TASK DETAILS
Please rewrite all of the records below, replacing every "compact form" with "short form" and leaving everything else unchanged. Leave the pictures out of your answer.

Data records
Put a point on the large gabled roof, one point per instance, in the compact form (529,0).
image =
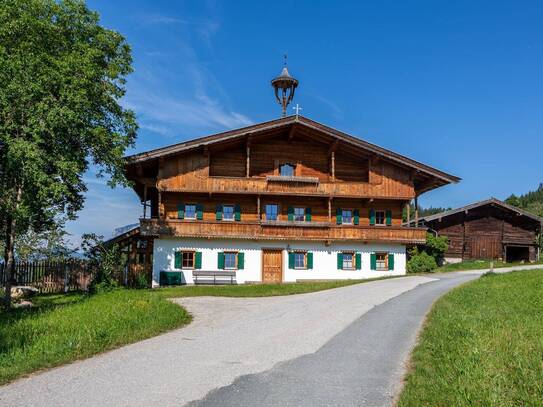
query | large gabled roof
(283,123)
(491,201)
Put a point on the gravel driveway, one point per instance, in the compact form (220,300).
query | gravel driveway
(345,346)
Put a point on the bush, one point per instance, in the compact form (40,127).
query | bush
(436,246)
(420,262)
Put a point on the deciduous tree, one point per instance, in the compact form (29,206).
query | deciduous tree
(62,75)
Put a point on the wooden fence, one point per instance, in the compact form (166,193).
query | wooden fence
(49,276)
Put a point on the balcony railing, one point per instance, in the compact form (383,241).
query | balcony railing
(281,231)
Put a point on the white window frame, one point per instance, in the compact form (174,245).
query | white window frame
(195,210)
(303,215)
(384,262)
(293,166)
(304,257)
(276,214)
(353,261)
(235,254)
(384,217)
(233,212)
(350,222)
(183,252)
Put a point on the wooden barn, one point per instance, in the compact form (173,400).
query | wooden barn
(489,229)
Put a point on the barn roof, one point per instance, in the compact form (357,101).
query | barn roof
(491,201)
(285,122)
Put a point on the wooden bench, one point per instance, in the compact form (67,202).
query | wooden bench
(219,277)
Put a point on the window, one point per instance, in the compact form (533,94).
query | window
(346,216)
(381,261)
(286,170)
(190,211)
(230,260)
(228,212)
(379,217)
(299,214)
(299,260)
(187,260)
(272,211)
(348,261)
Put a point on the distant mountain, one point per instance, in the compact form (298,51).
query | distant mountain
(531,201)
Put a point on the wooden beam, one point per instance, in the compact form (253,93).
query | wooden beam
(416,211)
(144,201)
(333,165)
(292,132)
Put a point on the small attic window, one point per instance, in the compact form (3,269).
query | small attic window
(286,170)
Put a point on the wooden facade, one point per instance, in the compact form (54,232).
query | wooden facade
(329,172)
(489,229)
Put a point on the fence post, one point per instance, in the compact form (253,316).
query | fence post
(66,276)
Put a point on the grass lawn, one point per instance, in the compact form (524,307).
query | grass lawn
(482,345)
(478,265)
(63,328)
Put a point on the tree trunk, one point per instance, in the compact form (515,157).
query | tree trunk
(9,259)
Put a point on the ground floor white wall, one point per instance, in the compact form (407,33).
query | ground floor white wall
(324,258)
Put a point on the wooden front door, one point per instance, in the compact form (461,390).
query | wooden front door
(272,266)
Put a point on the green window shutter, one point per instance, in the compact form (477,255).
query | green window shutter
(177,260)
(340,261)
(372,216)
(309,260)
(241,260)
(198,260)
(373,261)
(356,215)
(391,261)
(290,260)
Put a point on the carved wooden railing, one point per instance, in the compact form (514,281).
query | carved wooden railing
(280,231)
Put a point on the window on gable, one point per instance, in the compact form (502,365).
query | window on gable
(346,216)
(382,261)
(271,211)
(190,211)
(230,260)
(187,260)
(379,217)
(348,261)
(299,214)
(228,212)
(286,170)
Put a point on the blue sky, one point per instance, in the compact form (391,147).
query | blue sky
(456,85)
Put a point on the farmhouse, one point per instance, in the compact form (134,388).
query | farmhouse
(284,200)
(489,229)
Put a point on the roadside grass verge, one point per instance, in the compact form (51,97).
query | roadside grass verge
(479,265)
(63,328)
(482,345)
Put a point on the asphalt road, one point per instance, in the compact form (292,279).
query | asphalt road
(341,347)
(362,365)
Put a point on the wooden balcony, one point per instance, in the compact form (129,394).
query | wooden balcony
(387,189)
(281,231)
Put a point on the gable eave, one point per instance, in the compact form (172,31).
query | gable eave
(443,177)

ANSWER TO THIS PROBLEM
Put a point on the large gabled roof, one point per instance, in the short form (529,0).
image =
query | large gabled roof
(283,123)
(491,201)
Put a point on the gravel driveway, one point per instance, in the short form (220,300).
query | gravel driveway
(345,346)
Put a point on the bush, one point per instance, in the short form (40,127).
query | bush
(436,246)
(420,262)
Put a point on the deciduous tree, one point per instance, in the short form (29,206).
query | deciduous tree
(62,75)
Put a point on the wooden fence, one point per instance, in the short form (166,193).
query | wooden fence
(49,276)
Put a point on the balcony railing, one point per instance, in the short form (383,241).
query | balcony railing
(281,231)
Put a point on the white window frame, one point per instance, in the short form (174,245).
query | white window frame
(195,210)
(303,215)
(384,262)
(293,166)
(304,257)
(276,214)
(353,261)
(235,254)
(384,217)
(233,212)
(350,222)
(183,252)
Put a point on the wooden barn, one point per instance, in the short form (173,400).
query | wooden barn
(489,229)
Put a point on the barn roof, one point per instance, in the short form (357,101).
query | barn roof
(491,201)
(285,122)
Put a point on the wooden bench, one point per instance, in the short form (67,202).
query | wooden bench
(219,277)
Put a point on the window, one point per instance, in the short form (533,94).
query | window
(346,216)
(381,261)
(286,170)
(190,211)
(230,260)
(228,212)
(379,217)
(299,214)
(299,260)
(187,260)
(272,211)
(348,261)
Put a point on the distant mountain, one point per instance, in the short form (298,51).
query | distant mountain
(531,201)
Put a point on the wooden beam, one point per instance, in the short form (253,93).
query | wooden beam
(416,211)
(144,201)
(333,165)
(292,132)
Put a point on the small attic window, one point per instance, in the short form (3,269).
query | small attic window
(286,170)
Put a point on the wooden facade, one point per instance, in the short form (54,232).
query | wooden facade
(329,172)
(489,229)
Put a point on the fence post, one point per instance, in the short form (253,316).
query | fence post
(66,276)
Put a point on the grass lawn, one point per instance, in the short form (524,307).
query | grass lawn
(482,345)
(478,265)
(63,328)
Put a point on the tree trunk, one point per instance, in the short form (515,157).
query | tree trunk
(9,259)
Put a point on the ground floor white wall, one point per instance, in the short form (407,33).
query | ground floor white wall
(324,258)
Put a point on the wooden front door, one point per instance, in the short form (461,390).
query | wooden front door
(272,266)
Put a point on the green window shutter, one point per instance, in the short form (477,255).
query | green window shutter
(177,260)
(340,261)
(372,216)
(309,260)
(241,260)
(198,260)
(373,261)
(356,215)
(391,261)
(290,260)
Put a point on the carved wooden railing, one point per instance, in the short form (514,281).
query | carved wooden railing
(280,231)
Put a point on the window on gable, one point per instance, in the short form (502,365).
query | window on gable
(346,216)
(382,261)
(271,211)
(190,211)
(230,260)
(187,260)
(379,217)
(348,261)
(299,214)
(228,212)
(286,170)
Put a point on the blue sky, one point per instance, in the short form (391,147).
query | blue sky
(456,85)
Put a point on the farmhouse, one point per instance, in the short form (134,388).
query | farmhouse
(284,200)
(489,229)
Put a point on the roadside grass verge, one point per instance, in the short form (51,97).
query | roadside grass verge
(479,265)
(63,328)
(482,345)
Put a point on the asphalt road, one point per instance, in the short form (292,279).
query | asphalt road
(341,347)
(362,365)
Put a point on the wooden balcony, one point per instance, in the short form (129,394).
query | wooden balcony
(387,189)
(281,231)
Put a point on the gable eave, one point per instance, in the short form (172,31).
query | gable eave
(443,177)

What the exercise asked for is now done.